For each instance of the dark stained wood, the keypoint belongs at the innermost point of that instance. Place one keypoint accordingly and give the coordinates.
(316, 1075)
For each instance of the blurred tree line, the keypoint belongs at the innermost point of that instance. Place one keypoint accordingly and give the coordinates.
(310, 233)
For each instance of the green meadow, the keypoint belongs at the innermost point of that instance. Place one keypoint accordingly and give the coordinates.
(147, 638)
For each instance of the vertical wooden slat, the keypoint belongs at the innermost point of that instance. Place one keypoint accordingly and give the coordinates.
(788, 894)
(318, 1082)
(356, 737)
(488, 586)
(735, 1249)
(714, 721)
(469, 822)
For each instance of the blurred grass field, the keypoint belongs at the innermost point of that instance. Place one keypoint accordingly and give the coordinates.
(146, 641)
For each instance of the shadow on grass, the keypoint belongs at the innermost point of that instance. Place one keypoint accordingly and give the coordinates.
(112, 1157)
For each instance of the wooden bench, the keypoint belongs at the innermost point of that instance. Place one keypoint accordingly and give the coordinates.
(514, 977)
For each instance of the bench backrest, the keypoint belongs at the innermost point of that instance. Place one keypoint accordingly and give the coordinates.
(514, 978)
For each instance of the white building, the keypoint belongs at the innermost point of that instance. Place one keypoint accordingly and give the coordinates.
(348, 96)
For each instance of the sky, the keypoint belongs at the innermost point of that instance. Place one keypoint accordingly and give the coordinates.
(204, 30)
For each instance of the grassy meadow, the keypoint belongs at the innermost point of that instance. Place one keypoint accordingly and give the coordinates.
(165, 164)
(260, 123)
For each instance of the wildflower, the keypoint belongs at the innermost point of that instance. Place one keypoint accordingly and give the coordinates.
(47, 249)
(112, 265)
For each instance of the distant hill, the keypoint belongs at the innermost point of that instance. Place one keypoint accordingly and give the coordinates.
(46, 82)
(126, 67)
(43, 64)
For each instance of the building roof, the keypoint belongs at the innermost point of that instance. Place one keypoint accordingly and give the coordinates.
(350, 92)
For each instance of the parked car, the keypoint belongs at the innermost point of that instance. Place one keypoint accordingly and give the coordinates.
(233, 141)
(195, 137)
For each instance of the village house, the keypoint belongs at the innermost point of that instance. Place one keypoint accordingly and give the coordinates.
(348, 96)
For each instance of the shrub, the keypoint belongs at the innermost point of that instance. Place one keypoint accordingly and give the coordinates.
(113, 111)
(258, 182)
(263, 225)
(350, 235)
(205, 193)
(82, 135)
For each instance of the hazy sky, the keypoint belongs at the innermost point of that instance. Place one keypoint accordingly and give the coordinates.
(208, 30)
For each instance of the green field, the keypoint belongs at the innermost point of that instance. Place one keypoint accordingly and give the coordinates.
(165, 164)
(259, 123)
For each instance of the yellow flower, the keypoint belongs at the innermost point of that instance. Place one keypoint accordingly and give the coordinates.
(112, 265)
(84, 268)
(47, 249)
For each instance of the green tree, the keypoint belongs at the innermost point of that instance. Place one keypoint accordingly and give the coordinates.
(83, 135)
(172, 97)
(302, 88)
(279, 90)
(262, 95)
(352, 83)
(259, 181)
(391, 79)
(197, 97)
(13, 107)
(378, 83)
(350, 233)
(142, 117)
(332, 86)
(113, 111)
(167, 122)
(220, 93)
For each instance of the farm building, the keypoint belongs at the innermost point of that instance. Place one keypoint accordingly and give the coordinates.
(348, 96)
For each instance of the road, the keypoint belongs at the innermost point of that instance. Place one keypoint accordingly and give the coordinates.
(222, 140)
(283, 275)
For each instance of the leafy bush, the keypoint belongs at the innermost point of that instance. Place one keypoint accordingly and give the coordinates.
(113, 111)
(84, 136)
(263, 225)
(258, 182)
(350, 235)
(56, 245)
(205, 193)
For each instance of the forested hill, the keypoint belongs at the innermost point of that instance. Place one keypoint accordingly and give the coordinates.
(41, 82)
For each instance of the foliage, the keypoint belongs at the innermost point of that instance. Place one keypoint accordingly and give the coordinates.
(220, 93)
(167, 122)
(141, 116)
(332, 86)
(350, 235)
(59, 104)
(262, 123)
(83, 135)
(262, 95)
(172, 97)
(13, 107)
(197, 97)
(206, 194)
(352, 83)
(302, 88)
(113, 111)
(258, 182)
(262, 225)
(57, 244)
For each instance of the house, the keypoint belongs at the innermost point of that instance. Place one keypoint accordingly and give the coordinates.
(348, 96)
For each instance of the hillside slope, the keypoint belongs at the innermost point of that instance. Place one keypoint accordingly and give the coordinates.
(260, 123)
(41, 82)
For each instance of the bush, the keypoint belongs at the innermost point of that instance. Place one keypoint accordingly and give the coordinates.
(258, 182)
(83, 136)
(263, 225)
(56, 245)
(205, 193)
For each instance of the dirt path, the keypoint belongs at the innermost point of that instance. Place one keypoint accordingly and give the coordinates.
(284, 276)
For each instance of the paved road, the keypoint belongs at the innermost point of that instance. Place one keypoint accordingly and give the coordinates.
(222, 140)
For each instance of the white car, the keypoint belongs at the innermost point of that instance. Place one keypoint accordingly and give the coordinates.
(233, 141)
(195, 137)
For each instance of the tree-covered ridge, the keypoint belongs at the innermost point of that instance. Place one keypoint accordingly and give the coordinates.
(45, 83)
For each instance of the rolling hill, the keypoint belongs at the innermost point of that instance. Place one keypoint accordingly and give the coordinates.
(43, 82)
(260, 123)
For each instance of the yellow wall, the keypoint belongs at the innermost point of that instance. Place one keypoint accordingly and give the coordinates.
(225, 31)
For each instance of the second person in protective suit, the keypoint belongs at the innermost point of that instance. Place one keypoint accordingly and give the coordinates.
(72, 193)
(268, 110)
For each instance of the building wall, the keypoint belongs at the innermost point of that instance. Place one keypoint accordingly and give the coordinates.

▬▬▬▬▬▬▬▬▬▬

Description of the task> Extract all of the data shown above and repeat it verbatim.

Exercise response>
For each instance of the dark stained wood, the keypoint belongs at the innermost point of that instance. Place one keypoint accordingly and give the coordinates.
(316, 1075)
For each instance of the blurred tree line, the keypoint belongs at the innermost point of that instance. Place one keypoint accordingly and give the coordinates.
(310, 233)
For each instance of the green meadow, the keypoint belongs at the innermost point of that instance. Place one keypoint accordingly and give the coordinates.
(147, 638)
For each instance of the vertical wooden slat, the keypoint belongs at the innermost point of that instance. Place one keypoint accordingly and give the coordinates.
(788, 894)
(318, 1082)
(356, 737)
(488, 586)
(735, 1249)
(714, 721)
(469, 822)
For each instance of the blurred grass field, the keypoint belongs at the innermost point of that instance. Place one keypoint accordingly and give the coordinates.
(146, 641)
For each instance of the shadow on grass, the keypoint belongs at the innermost point of that instance. Place one keypoint accordingly and give the coordinates.
(112, 1157)
For each instance of the wooden bench, the keypoint belongs at the innermost point of that instance. Place one keypoint accordingly and give the coordinates.
(514, 977)
For each instance of the bench backrest, the keypoint belongs at the innermost point of that instance. Place one keypoint accordingly and give the coordinates.
(514, 978)
For each instance of the white building, the keypoint belongs at the innermost point of that instance. Place one keypoint accordingly and give the coordinates.
(348, 96)
For each instance of the sky, the keypoint belongs at the innermost point of that instance. Place one keypoint accordingly and give the coordinates.
(204, 30)
For each instance of the grassy meadow, the keypoint belongs at the innermost point of that instance. Place one keypoint accordingly and give the coordinates.
(165, 164)
(260, 123)
For each instance of the wildflower, the keypoint belongs at the innermost point of that instance. Place one keypoint accordingly and give the coordinates.
(47, 249)
(112, 265)
For each instance of the distant hill, the keypoint belongs at the innermost point of that instance. Place one keypoint accordingly and give the coordinates.
(46, 82)
(126, 67)
(43, 64)
For each instance of the building roof, the keypoint belongs at the innermost point of that instance. Place one keypoint accordingly and give the coordinates.
(350, 92)
For each instance of the parked car, the keypoint belongs at the innermost point of that instance. Place one keypoint accordingly and give the coordinates.
(233, 141)
(195, 137)
For each instance of the village house, the keypoint belongs at the innermost point of that instance. Place one keypoint accordingly and give the coordinates.
(348, 96)
For each instance of the shrub, the keypoint belongs at the innermost point of that instance. Place one keypoint accordingly and give the coordinates.
(113, 111)
(258, 182)
(263, 225)
(350, 235)
(205, 193)
(82, 135)
For each instance of the hazy sky, the keypoint belongs at the innermost point of that instance. Place one keypoint accordingly and give the coordinates.
(208, 30)
For each instance of the green field, the keypoint belongs at the innermost point of that instance. Place one keypoint accordingly and give the coordinates.
(165, 164)
(259, 123)
For each instance of the yellow flower, the keypoint belongs at the innermost point of that instance. Place one keypoint accordingly and give the coordinates.
(112, 265)
(84, 268)
(47, 249)
For each instance of the green tree, the keypoint belongs at the innermost point of that instance. Place one keypoint accordingly and give the coordinates.
(83, 135)
(172, 97)
(302, 88)
(279, 90)
(262, 95)
(352, 83)
(259, 181)
(391, 79)
(197, 97)
(13, 107)
(378, 83)
(350, 233)
(142, 117)
(332, 86)
(113, 111)
(167, 122)
(220, 93)
For each instance of the farm building, the keypoint belongs at the innermost point of that instance. Place one keypoint accordingly and give the coordinates.
(348, 96)
For each instance of the road, the keypoint belongs at the innermost point of that instance. Place one keypoint accordingly and give the coordinates.
(222, 140)
(283, 275)
For each instance of the leafy bush, the keypoint belongs at the innermost point of that instance. Place one keypoint accordingly and give the coordinates.
(113, 111)
(84, 136)
(263, 225)
(258, 182)
(350, 235)
(56, 245)
(205, 193)
For each instance of the forested hill, the keypoint belongs at the innermost point of that instance. Place one keypoint accordingly and give the coordinates.
(41, 82)
For each instance of the foliage, the keypoint belongs at the innermost point of that instance. Place one keypoint accordingly and give the coordinates.
(220, 93)
(167, 122)
(141, 116)
(332, 86)
(350, 235)
(59, 104)
(262, 123)
(83, 135)
(262, 95)
(172, 97)
(13, 107)
(197, 97)
(206, 194)
(352, 83)
(302, 88)
(113, 111)
(258, 182)
(262, 225)
(57, 244)
For each instance of the house, the keypoint belongs at the innermost point of that instance. Place one keypoint accordingly and give the coordinates.
(348, 96)
For each instance of the hillside slope, the keypoint belongs at the innermost point of that instance. Place one keypoint accordingly and give the coordinates.
(260, 123)
(41, 82)
For each instance of the bush, the keypoint belongs at the innermost point of that instance. Place one keypoint accordingly and give the coordinates.
(258, 182)
(83, 136)
(263, 225)
(56, 245)
(205, 193)
For each instance of the dirt path, the keypoint belongs at the innermost point of that instance. Place one keypoint accordingly and give the coordinates.
(284, 276)
For each instance of the paved road, the keypoint belongs at the innermost point of that instance. Place one keypoint accordingly and give the coordinates.
(222, 140)
For each instance of the white car, the keypoint belongs at the innermost point of that instance. Place one keypoint accordingly and give the coordinates.
(233, 141)
(195, 137)
For each instance of the tree-covered ridge, the keypoint belongs at the innermost point of that instance. Place one keypoint accordingly and give the coordinates.
(45, 83)
For each instance of the rolling hill, the keypoint belongs at the innermost point of that instance. Place one keypoint accordingly and give the coordinates.
(43, 82)
(260, 123)
For each instance of the yellow wall, the keypoint belongs at the innermost point of that instance. Place one keypoint accordingly and give the coordinates.
(225, 31)
For each instance of the second person in protective suit, the keypoint belongs at the innermost point of that instance. Place one keypoint accordingly and give the coordinates.
(72, 193)
(268, 110)
For each instance of the building wall, the keypoint belongs at the innermost point of that instance. Place one keypoint accordingly and give the coordinates.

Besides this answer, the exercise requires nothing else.